▶ [DATA ROWS]
□ □ □
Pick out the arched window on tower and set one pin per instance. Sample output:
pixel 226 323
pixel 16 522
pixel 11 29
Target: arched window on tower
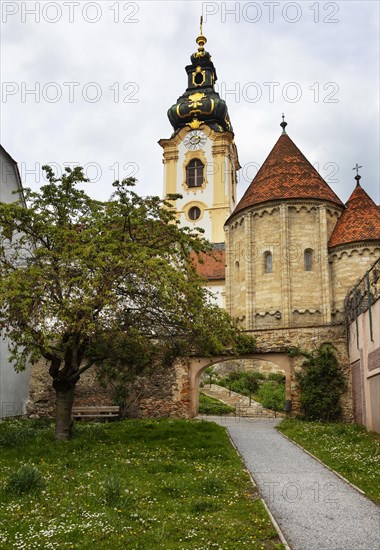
pixel 308 259
pixel 194 173
pixel 268 262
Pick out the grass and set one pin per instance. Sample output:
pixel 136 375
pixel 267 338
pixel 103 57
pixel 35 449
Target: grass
pixel 136 484
pixel 209 405
pixel 348 449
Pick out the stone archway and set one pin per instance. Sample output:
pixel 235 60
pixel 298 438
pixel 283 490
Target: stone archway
pixel 199 364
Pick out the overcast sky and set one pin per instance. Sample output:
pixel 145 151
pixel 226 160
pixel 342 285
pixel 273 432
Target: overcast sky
pixel 105 73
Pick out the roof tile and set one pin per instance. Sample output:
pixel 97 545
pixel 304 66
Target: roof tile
pixel 212 265
pixel 286 174
pixel 359 222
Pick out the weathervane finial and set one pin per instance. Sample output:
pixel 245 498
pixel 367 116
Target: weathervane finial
pixel 201 40
pixel 357 177
pixel 283 124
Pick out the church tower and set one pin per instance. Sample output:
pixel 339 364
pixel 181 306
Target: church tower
pixel 200 158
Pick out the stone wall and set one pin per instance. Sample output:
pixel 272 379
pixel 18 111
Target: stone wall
pixel 161 392
pixel 308 338
pixel 289 295
pixel 167 391
pixel 348 264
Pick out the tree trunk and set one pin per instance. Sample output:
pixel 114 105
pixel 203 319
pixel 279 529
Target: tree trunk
pixel 65 399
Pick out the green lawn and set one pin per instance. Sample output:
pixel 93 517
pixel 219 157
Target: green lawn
pixel 134 484
pixel 346 448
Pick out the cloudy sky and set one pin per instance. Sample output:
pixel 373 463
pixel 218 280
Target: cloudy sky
pixel 90 83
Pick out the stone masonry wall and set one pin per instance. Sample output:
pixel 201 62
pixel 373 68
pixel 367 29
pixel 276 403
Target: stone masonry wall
pixel 308 338
pixel 165 391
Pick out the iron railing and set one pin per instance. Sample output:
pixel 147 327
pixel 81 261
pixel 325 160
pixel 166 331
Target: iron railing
pixel 361 298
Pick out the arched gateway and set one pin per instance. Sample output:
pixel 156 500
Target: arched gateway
pixel 198 364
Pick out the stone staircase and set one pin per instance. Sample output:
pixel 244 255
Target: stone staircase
pixel 239 402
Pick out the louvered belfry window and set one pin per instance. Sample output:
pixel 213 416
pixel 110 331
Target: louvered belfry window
pixel 194 173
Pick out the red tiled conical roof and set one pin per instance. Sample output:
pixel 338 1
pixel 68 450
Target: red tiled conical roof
□ □ □
▶ [EXERCISE TASK] Copy every row above word for word, leaving out the picture.

▶ [RESPONSE TO THE TASK]
Pick out the arched window on tower and set one pin per instance. Sample output:
pixel 226 323
pixel 16 522
pixel 11 29
Target: arched window on tower
pixel 308 259
pixel 194 173
pixel 268 262
Pick out the grass and set one pin per instance. Sample output:
pixel 136 375
pixel 267 338
pixel 103 57
pixel 35 449
Target: grass
pixel 136 484
pixel 209 405
pixel 348 449
Pick out the stone archway and set one pin per instance. Sample output:
pixel 235 60
pixel 298 438
pixel 283 490
Target: stone archway
pixel 199 364
Pick out the overcast sky and set one pin per instance. Sample output:
pixel 145 151
pixel 226 160
pixel 342 285
pixel 273 432
Target: overcast sky
pixel 105 73
Pick out the roof tile and set one pin per instance. Sample output:
pixel 97 545
pixel 304 66
Target: roof tile
pixel 212 265
pixel 286 174
pixel 359 222
Pick out the weathervane finial and set one pin per instance. Sample output:
pixel 245 498
pixel 367 116
Target: weathervane finial
pixel 201 40
pixel 357 177
pixel 283 124
Pick out the church tower and set one pin per instance. Sample output:
pixel 339 364
pixel 181 306
Target: church tower
pixel 200 158
Pick out the stone wall and set one pin per instance. Sample output:
pixel 272 379
pixel 18 111
Target: stone wall
pixel 161 392
pixel 308 338
pixel 289 295
pixel 167 391
pixel 348 264
Pick out the tree trunk and set one pin per instance. Sample output:
pixel 114 105
pixel 203 319
pixel 279 529
Target: tree trunk
pixel 65 399
Pick out the green lawn and set one pin per instance. Sample output:
pixel 93 517
pixel 219 157
Target: green lawn
pixel 134 484
pixel 346 448
Pick out the cloudy sky and set one pin per instance. Sample output:
pixel 373 463
pixel 218 280
Target: cloudy sky
pixel 90 83
Pick out the stone masonry wall and set one pin per instance. Sample output:
pixel 201 62
pixel 373 68
pixel 367 29
pixel 276 403
Target: stone masonry wall
pixel 308 338
pixel 165 391
Pick out the iron railing and set one pin per instance. Sample output:
pixel 147 327
pixel 81 261
pixel 325 160
pixel 166 331
Target: iron railing
pixel 361 298
Pick out the arched gateway and set one pin per instance. Sample output:
pixel 156 500
Target: arched gateway
pixel 198 364
Pick out the stone staircase and set one pin per instance. Sample output:
pixel 244 255
Target: stone staircase
pixel 239 402
Pick out the louvered belfry window and set one pin per instance. Sample output:
pixel 213 416
pixel 110 331
Target: louvered belfry window
pixel 194 173
Pick out the red tiled conical roof and set one pin per instance. Sample output:
pixel 338 1
pixel 68 450
Target: red tiled conical roof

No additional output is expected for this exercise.